### DATA EXTRACTS
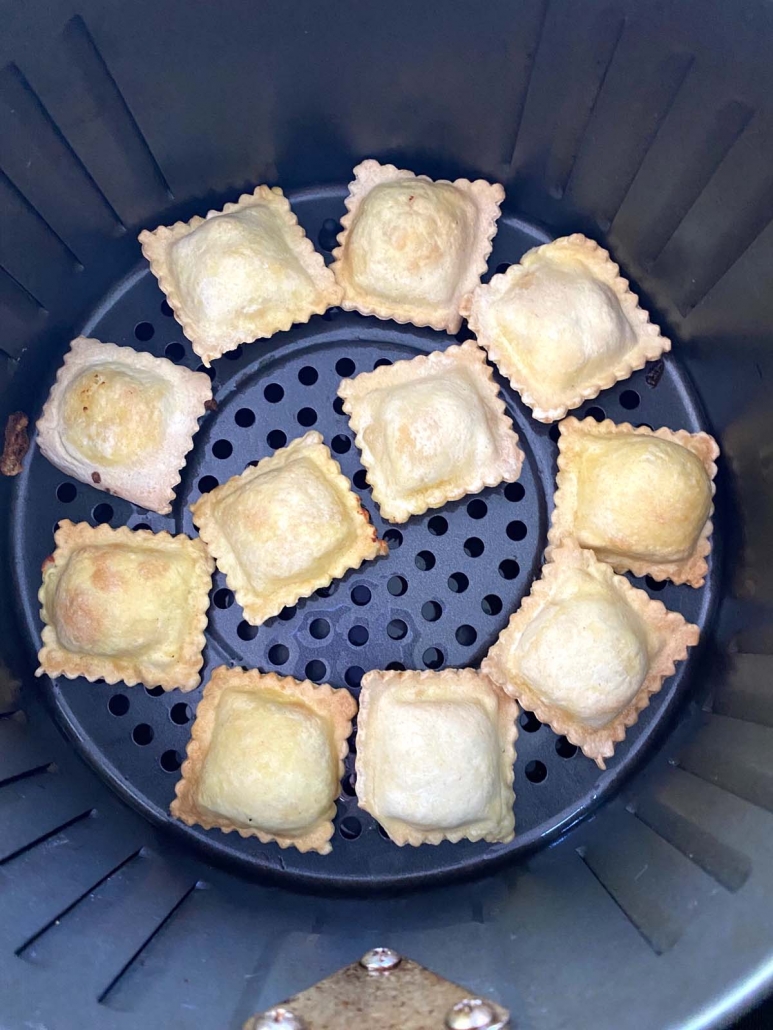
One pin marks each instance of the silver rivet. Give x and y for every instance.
(472, 1014)
(276, 1019)
(380, 960)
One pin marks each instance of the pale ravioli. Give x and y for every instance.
(435, 755)
(640, 499)
(266, 758)
(286, 527)
(239, 274)
(431, 430)
(123, 420)
(586, 650)
(125, 605)
(411, 248)
(563, 325)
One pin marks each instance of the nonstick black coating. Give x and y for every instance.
(447, 587)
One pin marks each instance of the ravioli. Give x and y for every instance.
(125, 605)
(286, 527)
(411, 248)
(123, 420)
(563, 325)
(640, 499)
(586, 651)
(435, 756)
(431, 430)
(239, 274)
(266, 758)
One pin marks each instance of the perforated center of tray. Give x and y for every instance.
(439, 599)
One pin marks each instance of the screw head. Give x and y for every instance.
(276, 1019)
(473, 1014)
(380, 960)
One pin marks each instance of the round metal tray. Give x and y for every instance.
(446, 589)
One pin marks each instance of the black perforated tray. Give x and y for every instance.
(446, 589)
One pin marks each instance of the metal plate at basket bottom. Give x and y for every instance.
(446, 589)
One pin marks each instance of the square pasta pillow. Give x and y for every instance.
(563, 324)
(431, 430)
(239, 274)
(266, 758)
(125, 605)
(641, 499)
(435, 755)
(411, 248)
(123, 420)
(286, 527)
(586, 650)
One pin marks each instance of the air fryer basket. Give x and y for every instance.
(645, 126)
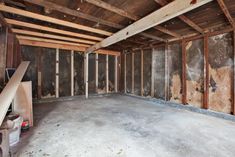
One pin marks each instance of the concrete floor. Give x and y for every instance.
(122, 126)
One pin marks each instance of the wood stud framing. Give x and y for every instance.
(206, 74)
(184, 82)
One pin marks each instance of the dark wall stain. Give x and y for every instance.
(79, 74)
(64, 73)
(159, 72)
(48, 72)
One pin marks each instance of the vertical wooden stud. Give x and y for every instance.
(116, 74)
(142, 73)
(72, 73)
(166, 73)
(125, 72)
(184, 83)
(96, 71)
(86, 74)
(57, 74)
(107, 73)
(206, 74)
(152, 74)
(133, 73)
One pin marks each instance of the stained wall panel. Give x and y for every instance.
(147, 72)
(137, 73)
(220, 70)
(111, 73)
(159, 72)
(102, 74)
(29, 53)
(64, 73)
(128, 72)
(79, 74)
(194, 72)
(48, 60)
(175, 72)
(91, 76)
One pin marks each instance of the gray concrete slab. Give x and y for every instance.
(122, 126)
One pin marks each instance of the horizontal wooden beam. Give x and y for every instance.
(64, 46)
(52, 20)
(183, 18)
(226, 12)
(49, 29)
(8, 93)
(49, 40)
(52, 36)
(164, 14)
(79, 14)
(124, 13)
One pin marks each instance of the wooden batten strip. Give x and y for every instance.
(52, 20)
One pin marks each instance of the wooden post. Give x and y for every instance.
(96, 71)
(206, 74)
(107, 73)
(57, 74)
(133, 73)
(125, 73)
(142, 73)
(233, 76)
(152, 74)
(39, 69)
(72, 73)
(116, 74)
(86, 74)
(184, 83)
(166, 73)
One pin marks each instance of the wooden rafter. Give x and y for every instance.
(226, 12)
(52, 20)
(79, 14)
(49, 29)
(183, 17)
(164, 14)
(45, 35)
(124, 13)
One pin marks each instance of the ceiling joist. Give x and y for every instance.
(183, 18)
(164, 14)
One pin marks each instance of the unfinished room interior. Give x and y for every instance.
(117, 78)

### WHAT YOU ARE ASKED TO DO
No pictures belong in the copy; output every record exactly.

### SOLUTION FOR THIS PROBLEM
One pin marks each instance of the silver rivet. Give x and y for every instance.
(472, 1014)
(276, 1019)
(380, 960)
One pin marks each instance of the pale ravioli. Give x and y for every instance.
(435, 755)
(640, 499)
(266, 758)
(286, 527)
(239, 274)
(431, 430)
(123, 420)
(586, 650)
(125, 605)
(411, 248)
(563, 325)
One pin marks each instance of the nonstick black coating. Give x and y for every instance.
(447, 587)
One pin marks each instance of the ravioli. Give x and y for every instance.
(125, 605)
(286, 527)
(411, 248)
(123, 420)
(563, 325)
(640, 499)
(586, 651)
(435, 756)
(431, 430)
(239, 274)
(266, 758)
One pin marks each instance of the perforated center of tray. Give x and y for every instance.
(439, 599)
One pin marks each instance of the screw head. Give x and y for every instance.
(276, 1019)
(473, 1014)
(380, 960)
One pin marks each instance of the round metal tray. Give x and y for every instance.
(446, 589)
One pin marks each instance of the black perforated tray. Give x and y for every instance.
(446, 589)
One pin marks each instance of the metal plate at basket bottom. Give x and y for every instance.
(446, 589)
One pin marks each instance of the square pasta pillow. Give x and y for every instance.
(563, 324)
(431, 430)
(239, 274)
(266, 758)
(125, 605)
(641, 499)
(435, 755)
(411, 248)
(123, 420)
(286, 527)
(586, 650)
One pin marks each instance of the air fryer basket. Give x and y for every instance.
(645, 126)
One pin marks each instance of the concrete floor. Give x and y for every instance.
(122, 126)
One pin marks each instance of the wood stud framing. Give x and y for every instance.
(206, 74)
(184, 82)
One pin marks each instance of the dark wall stain. Give x and y for every instance.
(79, 74)
(64, 73)
(159, 72)
(48, 72)
One pin marks each instance of the vertical wooden stud. Give x and y for every instance.
(116, 74)
(142, 73)
(72, 73)
(166, 73)
(125, 72)
(184, 83)
(96, 71)
(86, 74)
(57, 74)
(107, 73)
(206, 74)
(152, 74)
(133, 73)
One pin marks each instance of the stained wall panel. Give x and y for every instance.
(147, 72)
(137, 73)
(220, 70)
(111, 73)
(159, 72)
(102, 74)
(29, 53)
(64, 73)
(128, 72)
(79, 74)
(194, 72)
(48, 60)
(175, 72)
(91, 76)
One pin marks each instance of the gray concrete slab. Give x and y for every instance.
(122, 126)
One pin marks each instance of the horizontal wooden beam. Give x and y for every instance.
(64, 46)
(52, 20)
(183, 18)
(226, 12)
(49, 29)
(8, 93)
(49, 40)
(52, 36)
(164, 14)
(79, 14)
(124, 13)
One pin marks each instance of the wooden batten strip. Give x and y for every instance.
(52, 20)
One pin marks each instance of the wooden post. Give x and y for every instance.
(96, 71)
(206, 74)
(107, 73)
(57, 74)
(133, 73)
(125, 73)
(142, 73)
(233, 76)
(152, 74)
(39, 69)
(72, 73)
(116, 74)
(86, 74)
(184, 83)
(166, 73)
One pin marks each instance of the wooden rafter. Give x and y for every instance.
(226, 12)
(52, 20)
(79, 14)
(49, 29)
(183, 17)
(164, 14)
(45, 35)
(124, 13)
One pin marks each instance of the ceiling joist. Give x and y for every instance.
(183, 18)
(164, 14)
One pin marks each instance of the unfinished room interior. Give x and y for every instance.
(117, 78)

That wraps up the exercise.